This time last year I was visiting Haiti and my host was Rea Dol and her family, all members of the Lavalas Movement and she herself co-founder of SOPUDEP school. SOPUDEP which created in 2001, is a private non-profit school that exists through the sheer determination of Rea and her colleagues. The school serves the poorest and most vulnerable children of the community of Petion-Ville since 2001. The children who attend SOPUDEP school would never have a chance at an education save for this wonderful project. Most of them also receive their only hot meal every school day through the school’s Hot Lunch Program. Given the latest rise in food prices and the hardship this has caused Haitian families, the Hot Lunch Program is an indispensable component SOPUDEP’s work in the community.

However the school has been the focus of unwanted attention and attempts to close it down by the authorities reminiscent of it’s orginal use during the Duvaliers period between 1956 to 1986, when it was home of a notorious Tonton Macoute, Lionel Woolly, known as “Little Eye, and included a torture chamber.

The school started with 160 children but there are now over 480. Initially it includes a government funding hot lunch programme for students and staff. For many this was their only meal of the day. When President Aristide was outstead in 2004 the programme was ended and the first attacks against the school began by various anti-Aristide and anti-Lavalas militias. Still the school has survived and in March this year the hot meal lunch programme began again.

This is what is happening:

For several months now, a variety of characters have appeared at the school to demand they vacate the premises. Some falsely stated they were descendants of the original owner but mostly it was an attempt to pressure the school by disrupting its normal operation. On Monday July 28, 2008, the Mayor of Petion-Ville, Lydie Clark Parent, delivered an eight (8) day eviction notice to SOPUDEP to vacate their school premises. This action is NOT legal as SOPUDEP has a 12-year lease on the property that expires in 2012. The school’s rights under this contract were ultimately respected by the Mayor’s office and the government of Latortue in 2004-2006 and has subsequently been recognized as valid by the Ministry of Education and the Preval administration.

● RAW RECORDS:
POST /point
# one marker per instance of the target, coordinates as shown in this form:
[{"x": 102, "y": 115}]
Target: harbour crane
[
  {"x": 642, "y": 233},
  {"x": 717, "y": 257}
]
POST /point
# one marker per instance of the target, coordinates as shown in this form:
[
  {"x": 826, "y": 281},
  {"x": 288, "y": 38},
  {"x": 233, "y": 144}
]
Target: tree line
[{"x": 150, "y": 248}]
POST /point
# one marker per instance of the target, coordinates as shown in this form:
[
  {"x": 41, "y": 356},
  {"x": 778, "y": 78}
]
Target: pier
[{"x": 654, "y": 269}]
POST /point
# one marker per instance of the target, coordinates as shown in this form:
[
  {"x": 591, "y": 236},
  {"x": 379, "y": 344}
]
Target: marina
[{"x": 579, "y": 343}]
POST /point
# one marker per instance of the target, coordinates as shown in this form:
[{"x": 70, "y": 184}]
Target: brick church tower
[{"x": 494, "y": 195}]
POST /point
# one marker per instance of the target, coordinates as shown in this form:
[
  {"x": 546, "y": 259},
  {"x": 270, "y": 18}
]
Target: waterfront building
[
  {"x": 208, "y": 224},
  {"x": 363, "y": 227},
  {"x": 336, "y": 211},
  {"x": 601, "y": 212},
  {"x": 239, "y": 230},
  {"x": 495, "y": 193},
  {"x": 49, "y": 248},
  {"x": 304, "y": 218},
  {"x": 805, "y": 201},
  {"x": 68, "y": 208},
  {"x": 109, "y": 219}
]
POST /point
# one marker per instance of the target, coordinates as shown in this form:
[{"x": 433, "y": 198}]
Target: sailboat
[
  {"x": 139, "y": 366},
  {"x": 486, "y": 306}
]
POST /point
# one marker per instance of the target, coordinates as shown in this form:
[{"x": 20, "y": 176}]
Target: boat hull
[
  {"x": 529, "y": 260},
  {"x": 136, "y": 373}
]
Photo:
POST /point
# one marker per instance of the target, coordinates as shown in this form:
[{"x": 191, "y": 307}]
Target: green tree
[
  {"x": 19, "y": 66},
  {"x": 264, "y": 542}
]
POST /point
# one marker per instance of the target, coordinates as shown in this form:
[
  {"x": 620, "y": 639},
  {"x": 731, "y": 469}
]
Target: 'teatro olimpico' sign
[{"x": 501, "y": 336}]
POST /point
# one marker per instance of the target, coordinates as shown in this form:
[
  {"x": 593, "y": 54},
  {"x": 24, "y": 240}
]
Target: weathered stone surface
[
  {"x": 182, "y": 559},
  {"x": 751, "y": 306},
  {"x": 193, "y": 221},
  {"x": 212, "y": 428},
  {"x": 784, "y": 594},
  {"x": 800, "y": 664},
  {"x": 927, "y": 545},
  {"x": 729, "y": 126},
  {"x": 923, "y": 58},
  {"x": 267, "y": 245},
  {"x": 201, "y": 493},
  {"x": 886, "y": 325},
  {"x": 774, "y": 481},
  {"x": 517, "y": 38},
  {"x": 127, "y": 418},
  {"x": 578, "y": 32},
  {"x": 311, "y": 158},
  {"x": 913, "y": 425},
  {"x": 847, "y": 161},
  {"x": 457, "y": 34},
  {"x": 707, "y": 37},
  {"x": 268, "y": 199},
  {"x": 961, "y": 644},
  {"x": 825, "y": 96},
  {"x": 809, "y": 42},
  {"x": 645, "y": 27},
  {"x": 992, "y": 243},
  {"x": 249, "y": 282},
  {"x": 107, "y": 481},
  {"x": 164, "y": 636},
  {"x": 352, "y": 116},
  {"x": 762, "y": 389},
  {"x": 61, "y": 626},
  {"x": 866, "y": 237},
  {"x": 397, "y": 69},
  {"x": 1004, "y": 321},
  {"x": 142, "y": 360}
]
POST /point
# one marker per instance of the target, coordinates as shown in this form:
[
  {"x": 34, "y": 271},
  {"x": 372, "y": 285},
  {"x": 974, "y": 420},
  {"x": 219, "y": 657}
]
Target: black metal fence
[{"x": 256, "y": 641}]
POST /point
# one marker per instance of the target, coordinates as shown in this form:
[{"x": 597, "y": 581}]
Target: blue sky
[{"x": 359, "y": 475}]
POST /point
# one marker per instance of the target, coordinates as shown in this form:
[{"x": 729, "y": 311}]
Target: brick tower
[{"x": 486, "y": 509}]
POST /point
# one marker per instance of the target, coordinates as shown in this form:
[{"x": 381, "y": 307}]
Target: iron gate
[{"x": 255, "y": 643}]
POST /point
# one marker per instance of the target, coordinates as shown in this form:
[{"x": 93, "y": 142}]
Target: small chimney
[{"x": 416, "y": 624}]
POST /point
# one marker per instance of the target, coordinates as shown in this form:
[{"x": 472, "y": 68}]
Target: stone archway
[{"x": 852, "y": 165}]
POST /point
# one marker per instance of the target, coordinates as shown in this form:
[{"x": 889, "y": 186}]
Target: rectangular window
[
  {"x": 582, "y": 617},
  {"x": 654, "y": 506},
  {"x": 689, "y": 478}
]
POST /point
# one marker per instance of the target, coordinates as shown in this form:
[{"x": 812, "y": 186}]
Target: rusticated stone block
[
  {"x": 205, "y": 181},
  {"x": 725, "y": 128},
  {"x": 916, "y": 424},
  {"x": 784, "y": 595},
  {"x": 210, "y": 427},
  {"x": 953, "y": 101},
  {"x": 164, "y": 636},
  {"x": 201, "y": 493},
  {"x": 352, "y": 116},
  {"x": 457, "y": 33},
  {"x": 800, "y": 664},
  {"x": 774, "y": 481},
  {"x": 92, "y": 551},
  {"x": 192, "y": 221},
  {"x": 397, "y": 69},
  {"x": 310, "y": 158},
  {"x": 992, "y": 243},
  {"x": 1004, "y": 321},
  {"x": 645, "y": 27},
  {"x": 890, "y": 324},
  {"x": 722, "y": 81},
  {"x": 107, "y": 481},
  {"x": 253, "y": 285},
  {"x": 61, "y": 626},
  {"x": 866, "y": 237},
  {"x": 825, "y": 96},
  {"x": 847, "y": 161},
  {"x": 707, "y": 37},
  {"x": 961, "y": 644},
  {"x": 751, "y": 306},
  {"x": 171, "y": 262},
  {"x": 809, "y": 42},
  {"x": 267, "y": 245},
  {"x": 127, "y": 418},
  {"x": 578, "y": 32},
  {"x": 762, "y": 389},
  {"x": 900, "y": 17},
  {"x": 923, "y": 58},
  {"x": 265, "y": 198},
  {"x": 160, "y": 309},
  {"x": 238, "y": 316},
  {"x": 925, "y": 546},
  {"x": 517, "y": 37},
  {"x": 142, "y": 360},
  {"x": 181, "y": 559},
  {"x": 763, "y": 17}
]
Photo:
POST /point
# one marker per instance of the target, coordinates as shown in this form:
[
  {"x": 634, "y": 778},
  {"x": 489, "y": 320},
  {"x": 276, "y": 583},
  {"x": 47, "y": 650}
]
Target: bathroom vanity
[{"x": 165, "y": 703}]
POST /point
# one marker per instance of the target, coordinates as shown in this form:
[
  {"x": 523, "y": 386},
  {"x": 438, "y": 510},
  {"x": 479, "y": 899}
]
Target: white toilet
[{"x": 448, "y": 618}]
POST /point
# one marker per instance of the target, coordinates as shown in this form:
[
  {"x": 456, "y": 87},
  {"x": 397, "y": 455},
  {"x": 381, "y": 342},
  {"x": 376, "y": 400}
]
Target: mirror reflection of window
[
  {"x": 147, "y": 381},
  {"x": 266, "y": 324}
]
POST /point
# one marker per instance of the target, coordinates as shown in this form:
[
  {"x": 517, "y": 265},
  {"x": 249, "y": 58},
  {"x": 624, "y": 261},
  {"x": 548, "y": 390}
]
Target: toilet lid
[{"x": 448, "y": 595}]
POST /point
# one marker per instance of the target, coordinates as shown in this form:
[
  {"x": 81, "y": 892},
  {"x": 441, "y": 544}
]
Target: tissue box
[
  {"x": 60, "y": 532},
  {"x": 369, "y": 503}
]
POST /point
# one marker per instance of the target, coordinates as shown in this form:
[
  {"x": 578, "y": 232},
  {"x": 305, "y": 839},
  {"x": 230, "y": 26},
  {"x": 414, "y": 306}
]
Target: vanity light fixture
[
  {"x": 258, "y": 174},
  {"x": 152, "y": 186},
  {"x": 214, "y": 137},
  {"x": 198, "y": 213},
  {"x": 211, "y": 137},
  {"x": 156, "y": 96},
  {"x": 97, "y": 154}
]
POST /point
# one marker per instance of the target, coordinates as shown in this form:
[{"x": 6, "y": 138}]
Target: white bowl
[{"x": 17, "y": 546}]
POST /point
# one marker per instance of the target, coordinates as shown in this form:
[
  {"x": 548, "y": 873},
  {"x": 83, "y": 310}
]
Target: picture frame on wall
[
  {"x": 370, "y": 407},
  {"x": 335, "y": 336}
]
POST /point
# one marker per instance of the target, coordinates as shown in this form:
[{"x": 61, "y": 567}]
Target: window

● REQUESTS:
a – According to the passage on SOPUDEP school, why is the eviction notice from the Mayor of Petion-Ville not legal?
b – Quote the passage on SOPUDEP school word for word, between "However the school" and "programme began again.", inclusive.
The lines play no part in this work.

● SOLUTIONS TO THE PROBLEMS:
a – SOPUDEP holds a 12-year lease on the property that expires in 2012. The school's rights under that contract were respected by the Mayor's office and the Latortue government in 2004-2006. They were later recognized as valid by the Ministry of Education and the Preval administration.

b –
However the school has been the focus of unwanted attention and attempts to close it down by the authorities reminiscent of it’s orginal use during the Duvaliers period between 1956 to 1986, when it was home of a notorious Tonton Macoute, Lionel Woolly, known as “Little Eye, and included a torture chamber.

The school started with 160 children but there are now over 480. Initially it includes a government funding hot lunch programme for students and staff. For many this was their only meal of the day. When President Aristide was outstead in 2004 the programme was ended and the first attacks against the school began by various anti-Aristide and anti-Lavalas militias. Still the school has survived and in March this year the hot meal lunch programme began again.